* THE PROBLEM
Format every line of the items below as a Markdown table with two columns, Row and Line. Number each line in the Row column and leave out blank lines.

[Rows from an object pointing dataset]
···

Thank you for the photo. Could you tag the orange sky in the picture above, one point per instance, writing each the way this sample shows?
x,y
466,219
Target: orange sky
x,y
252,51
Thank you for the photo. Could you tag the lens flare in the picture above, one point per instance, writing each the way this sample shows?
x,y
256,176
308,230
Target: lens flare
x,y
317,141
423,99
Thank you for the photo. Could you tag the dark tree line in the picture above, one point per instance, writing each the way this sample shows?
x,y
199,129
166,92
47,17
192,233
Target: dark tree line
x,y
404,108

···

* PROBLEM SOLUTION
| Row | Line |
|---|---|
| 1 | Thank you for the photo. Could you tag the orange sky in the picture above, one point per instance, writing each the way this sample shows? |
| 2 | x,y |
| 3 | 466,219 |
| 4 | Target: orange sky |
| 5 | x,y |
| 6 | 252,51 |
| 7 | Thank you for the photo. Could you tag the lens flare in the picture above, one point per instance, writing each the way this sample shows? |
| 8 | x,y |
| 9 | 256,176 |
| 10 | 308,230 |
| 11 | Target: lens flare |
| 12 | x,y |
| 13 | 317,141 |
| 14 | 423,99 |
| 15 | Thank you for the photo. Could you tag the dark tree line in the picture above, one point per instance, writing each the way this sample shows? |
| 16 | x,y |
| 17 | 199,129 |
| 18 | 166,92 |
| 19 | 47,17 |
| 20 | 192,233 |
| 21 | Target: dark tree line |
| 22 | x,y |
| 23 | 404,108 |